Exercise aim -> Print each line below verbatim, skipping every picture.

Input for this task ->
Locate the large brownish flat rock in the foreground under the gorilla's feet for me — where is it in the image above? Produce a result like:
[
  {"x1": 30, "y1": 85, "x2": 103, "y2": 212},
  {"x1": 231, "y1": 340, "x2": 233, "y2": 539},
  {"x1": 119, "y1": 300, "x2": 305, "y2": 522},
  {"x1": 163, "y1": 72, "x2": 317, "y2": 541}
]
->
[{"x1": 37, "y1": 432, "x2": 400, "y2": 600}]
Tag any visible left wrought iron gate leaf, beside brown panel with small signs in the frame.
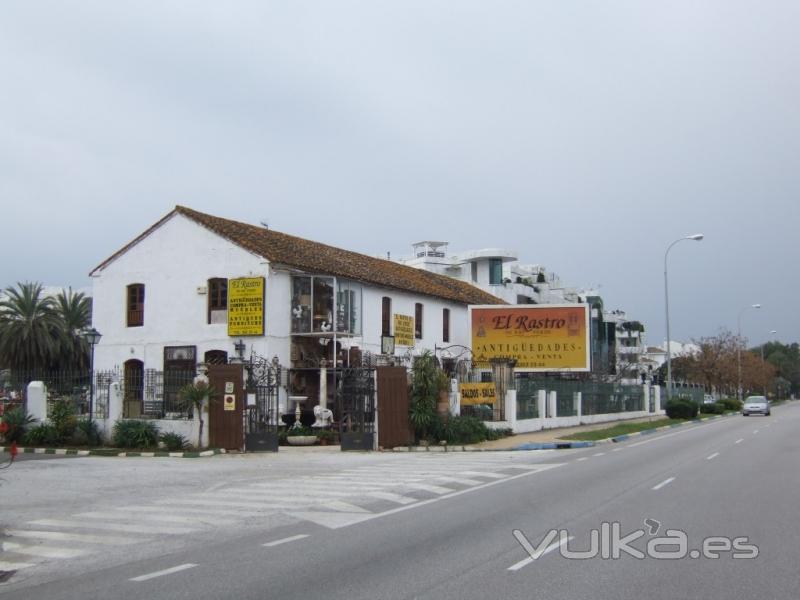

Result below ->
Locate the large brownish flat rock in the foreground under the gorilla's feet for me — where is it in the image above? Produce a result like:
[
  {"x1": 30, "y1": 85, "x2": 103, "y2": 212},
  {"x1": 231, "y1": 340, "x2": 233, "y2": 539},
  {"x1": 119, "y1": 300, "x2": 305, "y2": 522},
  {"x1": 163, "y1": 72, "x2": 317, "y2": 541}
]
->
[{"x1": 37, "y1": 432, "x2": 400, "y2": 600}]
Tag any visible left wrought iron gate leaf, beside brown panel with small signs in the frame.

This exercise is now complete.